<<<<

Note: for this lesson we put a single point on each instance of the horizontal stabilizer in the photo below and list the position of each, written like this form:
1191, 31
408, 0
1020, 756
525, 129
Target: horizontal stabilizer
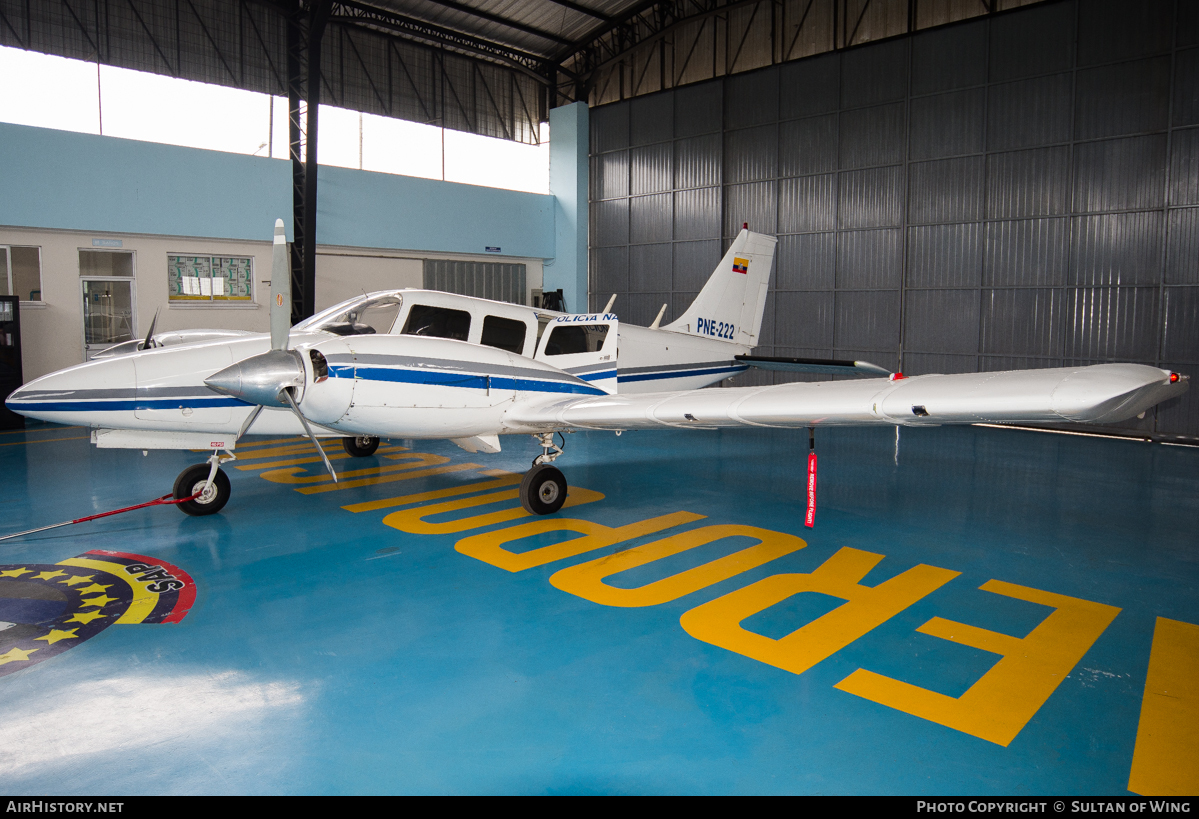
826, 366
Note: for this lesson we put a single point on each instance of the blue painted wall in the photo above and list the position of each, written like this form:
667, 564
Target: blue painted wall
73, 181
568, 140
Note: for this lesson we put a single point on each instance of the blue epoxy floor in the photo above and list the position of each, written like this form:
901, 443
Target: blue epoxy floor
327, 652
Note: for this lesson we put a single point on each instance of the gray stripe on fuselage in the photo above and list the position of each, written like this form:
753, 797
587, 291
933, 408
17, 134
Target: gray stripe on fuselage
125, 392
475, 367
591, 368
667, 368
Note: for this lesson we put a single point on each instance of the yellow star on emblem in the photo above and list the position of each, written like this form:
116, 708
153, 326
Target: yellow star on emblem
85, 618
14, 655
103, 600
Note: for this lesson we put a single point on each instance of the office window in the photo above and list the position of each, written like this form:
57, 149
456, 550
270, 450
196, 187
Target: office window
20, 272
210, 278
106, 263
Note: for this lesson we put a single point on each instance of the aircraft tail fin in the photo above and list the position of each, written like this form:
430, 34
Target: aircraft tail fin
730, 306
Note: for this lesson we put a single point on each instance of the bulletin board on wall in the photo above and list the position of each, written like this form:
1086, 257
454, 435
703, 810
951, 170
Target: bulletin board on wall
199, 278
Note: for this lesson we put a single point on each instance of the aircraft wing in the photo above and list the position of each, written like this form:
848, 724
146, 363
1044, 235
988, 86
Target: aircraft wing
1098, 393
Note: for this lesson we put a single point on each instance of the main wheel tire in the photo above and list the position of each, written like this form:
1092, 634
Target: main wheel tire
192, 480
543, 489
360, 446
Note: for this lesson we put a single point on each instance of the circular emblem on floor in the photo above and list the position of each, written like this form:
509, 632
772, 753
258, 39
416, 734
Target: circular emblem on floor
49, 608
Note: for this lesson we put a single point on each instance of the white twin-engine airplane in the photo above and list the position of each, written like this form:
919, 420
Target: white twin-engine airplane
421, 365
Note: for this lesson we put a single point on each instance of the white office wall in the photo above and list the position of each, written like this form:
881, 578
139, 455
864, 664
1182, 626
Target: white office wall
52, 330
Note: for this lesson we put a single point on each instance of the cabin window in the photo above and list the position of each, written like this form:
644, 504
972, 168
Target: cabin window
438, 323
505, 333
576, 338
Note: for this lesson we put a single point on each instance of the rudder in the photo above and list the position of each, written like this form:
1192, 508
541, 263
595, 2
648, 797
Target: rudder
730, 306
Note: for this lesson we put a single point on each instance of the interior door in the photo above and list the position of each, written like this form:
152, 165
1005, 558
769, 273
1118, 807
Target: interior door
108, 314
583, 345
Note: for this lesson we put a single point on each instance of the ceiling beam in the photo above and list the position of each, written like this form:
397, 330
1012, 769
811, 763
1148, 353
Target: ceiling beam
584, 10
501, 20
348, 12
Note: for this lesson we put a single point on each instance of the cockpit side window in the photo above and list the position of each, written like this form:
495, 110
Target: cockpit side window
505, 333
438, 323
363, 318
565, 339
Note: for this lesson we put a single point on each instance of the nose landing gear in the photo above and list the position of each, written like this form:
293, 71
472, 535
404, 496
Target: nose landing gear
543, 487
208, 483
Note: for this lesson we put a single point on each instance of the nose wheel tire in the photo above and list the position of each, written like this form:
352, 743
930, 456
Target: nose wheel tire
543, 489
360, 446
192, 480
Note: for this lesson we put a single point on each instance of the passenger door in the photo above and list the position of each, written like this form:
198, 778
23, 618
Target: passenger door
583, 345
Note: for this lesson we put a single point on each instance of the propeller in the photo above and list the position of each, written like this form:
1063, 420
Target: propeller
149, 343
276, 378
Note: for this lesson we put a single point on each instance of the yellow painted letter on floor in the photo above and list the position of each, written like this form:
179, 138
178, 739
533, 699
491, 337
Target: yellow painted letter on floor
586, 579
413, 521
1166, 762
489, 548
866, 607
1005, 698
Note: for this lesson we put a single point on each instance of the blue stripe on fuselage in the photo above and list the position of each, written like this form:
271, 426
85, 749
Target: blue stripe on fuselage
473, 381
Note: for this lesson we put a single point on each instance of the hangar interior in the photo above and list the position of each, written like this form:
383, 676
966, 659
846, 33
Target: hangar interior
957, 186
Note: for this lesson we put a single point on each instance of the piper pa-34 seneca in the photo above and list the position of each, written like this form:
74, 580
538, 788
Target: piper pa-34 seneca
421, 363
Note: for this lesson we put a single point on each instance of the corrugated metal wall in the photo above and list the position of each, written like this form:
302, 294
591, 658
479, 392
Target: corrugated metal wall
483, 279
1012, 192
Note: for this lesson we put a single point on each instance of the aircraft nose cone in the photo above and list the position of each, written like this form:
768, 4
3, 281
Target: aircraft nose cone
260, 378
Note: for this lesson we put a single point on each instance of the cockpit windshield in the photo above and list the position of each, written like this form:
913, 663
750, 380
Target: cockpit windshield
360, 317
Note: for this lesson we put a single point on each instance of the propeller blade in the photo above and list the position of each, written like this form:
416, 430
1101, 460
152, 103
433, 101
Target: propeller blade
248, 422
287, 393
281, 289
149, 342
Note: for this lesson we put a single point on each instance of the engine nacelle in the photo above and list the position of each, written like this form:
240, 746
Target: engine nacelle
329, 387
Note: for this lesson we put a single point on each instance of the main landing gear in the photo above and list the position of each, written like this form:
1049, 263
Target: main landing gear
543, 488
208, 483
360, 446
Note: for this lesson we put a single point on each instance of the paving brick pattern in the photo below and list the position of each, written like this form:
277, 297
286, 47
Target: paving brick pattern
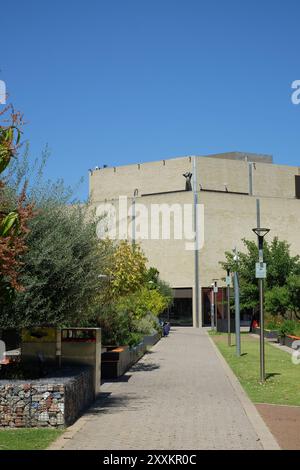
177, 397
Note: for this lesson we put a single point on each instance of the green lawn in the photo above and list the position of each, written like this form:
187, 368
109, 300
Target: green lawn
283, 377
27, 439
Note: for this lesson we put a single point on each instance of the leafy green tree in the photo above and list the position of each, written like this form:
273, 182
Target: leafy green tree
13, 215
280, 266
293, 287
60, 271
277, 300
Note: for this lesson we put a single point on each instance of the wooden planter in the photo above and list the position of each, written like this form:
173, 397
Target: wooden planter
270, 334
289, 339
115, 361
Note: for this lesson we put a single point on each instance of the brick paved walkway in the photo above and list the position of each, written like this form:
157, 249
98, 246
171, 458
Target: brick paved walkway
177, 397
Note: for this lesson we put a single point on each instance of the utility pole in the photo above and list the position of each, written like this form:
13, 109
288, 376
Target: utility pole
237, 307
135, 193
212, 309
196, 250
215, 296
261, 274
228, 306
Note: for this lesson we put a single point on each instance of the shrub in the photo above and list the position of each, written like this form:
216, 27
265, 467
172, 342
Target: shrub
288, 327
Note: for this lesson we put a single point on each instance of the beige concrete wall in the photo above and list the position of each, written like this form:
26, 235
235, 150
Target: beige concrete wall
164, 175
212, 173
228, 217
274, 180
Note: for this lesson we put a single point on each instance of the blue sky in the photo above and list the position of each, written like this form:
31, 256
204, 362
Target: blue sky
122, 81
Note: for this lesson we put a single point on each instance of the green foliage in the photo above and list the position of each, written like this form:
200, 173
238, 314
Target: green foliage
277, 300
293, 285
283, 271
288, 327
273, 322
60, 270
143, 302
128, 271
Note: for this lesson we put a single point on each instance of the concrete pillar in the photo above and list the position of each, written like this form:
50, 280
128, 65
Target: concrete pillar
197, 316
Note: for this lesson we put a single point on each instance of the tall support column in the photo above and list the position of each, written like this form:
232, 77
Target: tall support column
196, 317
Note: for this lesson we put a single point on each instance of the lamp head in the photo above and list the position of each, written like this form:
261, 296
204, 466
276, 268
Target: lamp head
261, 232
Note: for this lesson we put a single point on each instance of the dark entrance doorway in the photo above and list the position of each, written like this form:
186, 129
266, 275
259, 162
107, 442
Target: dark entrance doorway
206, 304
181, 312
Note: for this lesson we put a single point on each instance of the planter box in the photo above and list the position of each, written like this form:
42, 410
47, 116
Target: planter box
289, 339
150, 340
117, 360
222, 326
270, 334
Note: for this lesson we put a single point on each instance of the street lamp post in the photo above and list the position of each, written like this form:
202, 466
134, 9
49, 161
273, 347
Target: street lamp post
237, 306
215, 294
261, 273
228, 306
212, 309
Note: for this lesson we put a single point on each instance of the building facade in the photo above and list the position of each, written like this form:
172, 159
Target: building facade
226, 188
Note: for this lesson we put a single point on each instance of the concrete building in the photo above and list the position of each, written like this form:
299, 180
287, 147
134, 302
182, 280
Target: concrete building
227, 185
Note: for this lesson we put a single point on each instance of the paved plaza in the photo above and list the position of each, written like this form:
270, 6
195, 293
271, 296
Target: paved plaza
179, 396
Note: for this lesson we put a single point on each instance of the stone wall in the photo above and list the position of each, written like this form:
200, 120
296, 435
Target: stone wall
54, 401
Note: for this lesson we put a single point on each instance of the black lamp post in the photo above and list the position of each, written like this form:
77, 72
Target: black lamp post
261, 275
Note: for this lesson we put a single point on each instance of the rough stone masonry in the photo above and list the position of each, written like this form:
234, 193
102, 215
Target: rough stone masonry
54, 401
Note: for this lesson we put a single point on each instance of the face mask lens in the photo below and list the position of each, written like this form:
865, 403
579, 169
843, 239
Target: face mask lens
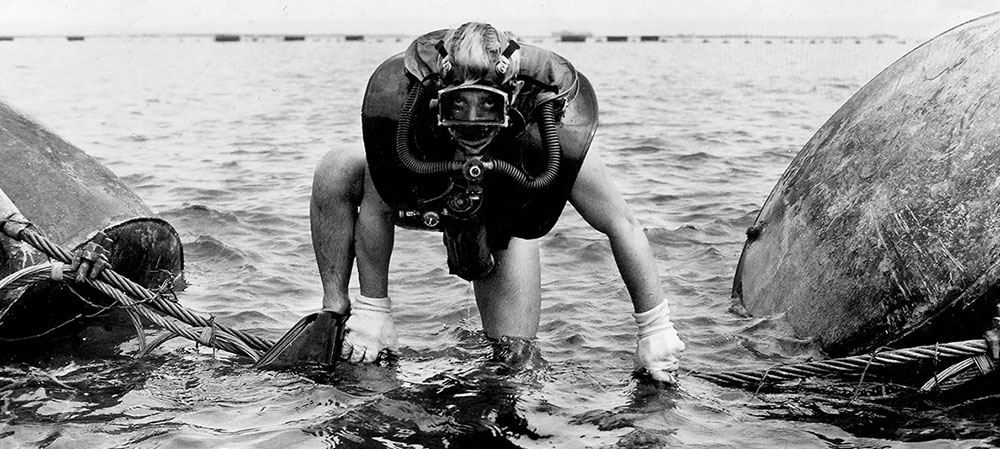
472, 105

>>>>

● DESCRIPTION OF THE TASK:
Copy again every line from the line with "of the face" through the last line, leaving out the picture. Multiply each answer coordinate by 0.45 and round to a whole number, rounding halves up; keep every other number as it is.

● FINISHED TASK:
Note: for this lesson we put a single point on each instance of the face mask lens in the photo below and list the position of each, written like this form:
865, 403
579, 169
843, 239
Target: face mask lens
212, 47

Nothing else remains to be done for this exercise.